● **Source material**:
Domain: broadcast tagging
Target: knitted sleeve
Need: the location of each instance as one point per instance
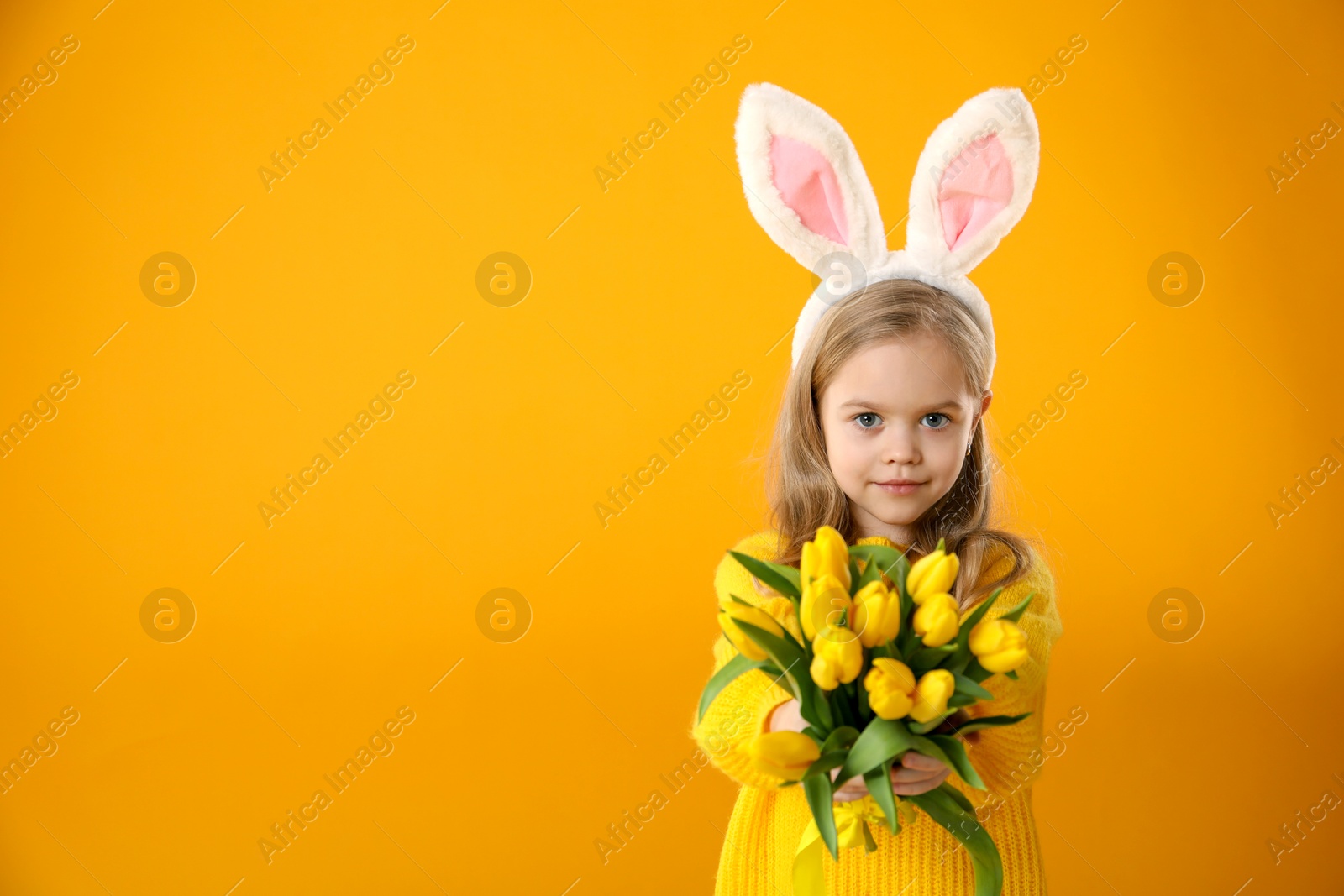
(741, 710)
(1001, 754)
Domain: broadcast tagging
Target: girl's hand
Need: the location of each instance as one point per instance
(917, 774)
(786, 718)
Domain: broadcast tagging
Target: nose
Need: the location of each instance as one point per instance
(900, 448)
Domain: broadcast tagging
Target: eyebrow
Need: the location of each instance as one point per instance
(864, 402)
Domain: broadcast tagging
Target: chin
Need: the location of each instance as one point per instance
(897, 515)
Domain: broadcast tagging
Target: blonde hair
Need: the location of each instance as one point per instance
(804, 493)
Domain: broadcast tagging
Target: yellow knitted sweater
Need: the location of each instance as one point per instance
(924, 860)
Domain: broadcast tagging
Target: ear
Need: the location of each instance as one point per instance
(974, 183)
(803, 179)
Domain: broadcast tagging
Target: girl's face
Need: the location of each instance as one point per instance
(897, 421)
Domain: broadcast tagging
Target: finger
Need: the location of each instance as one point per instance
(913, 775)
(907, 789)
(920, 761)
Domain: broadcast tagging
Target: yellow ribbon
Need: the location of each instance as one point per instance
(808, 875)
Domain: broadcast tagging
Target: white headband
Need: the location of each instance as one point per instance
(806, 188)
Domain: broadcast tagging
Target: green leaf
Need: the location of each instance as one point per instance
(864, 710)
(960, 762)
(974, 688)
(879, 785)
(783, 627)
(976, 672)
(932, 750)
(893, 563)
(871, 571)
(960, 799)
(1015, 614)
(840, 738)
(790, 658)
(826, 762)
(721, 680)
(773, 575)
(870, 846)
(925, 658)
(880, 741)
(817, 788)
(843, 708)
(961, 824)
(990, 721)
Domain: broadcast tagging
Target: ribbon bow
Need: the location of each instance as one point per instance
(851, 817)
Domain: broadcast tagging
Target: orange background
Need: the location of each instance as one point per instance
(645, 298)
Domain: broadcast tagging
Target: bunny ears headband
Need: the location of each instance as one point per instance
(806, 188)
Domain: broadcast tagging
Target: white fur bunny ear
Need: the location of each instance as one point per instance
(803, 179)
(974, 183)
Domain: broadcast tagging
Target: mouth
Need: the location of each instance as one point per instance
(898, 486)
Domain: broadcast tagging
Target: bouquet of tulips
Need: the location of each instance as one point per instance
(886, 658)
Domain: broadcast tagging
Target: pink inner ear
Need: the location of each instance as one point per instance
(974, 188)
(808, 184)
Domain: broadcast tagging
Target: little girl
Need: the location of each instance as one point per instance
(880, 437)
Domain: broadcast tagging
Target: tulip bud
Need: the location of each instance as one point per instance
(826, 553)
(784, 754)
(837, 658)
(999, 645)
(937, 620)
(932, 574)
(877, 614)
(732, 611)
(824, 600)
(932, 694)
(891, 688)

● **Work instruction**: Each line of the data that includes "girl" should be copied.

● **Worked solution**:
Target: girl's hand
Target: girl's face
Target: little girl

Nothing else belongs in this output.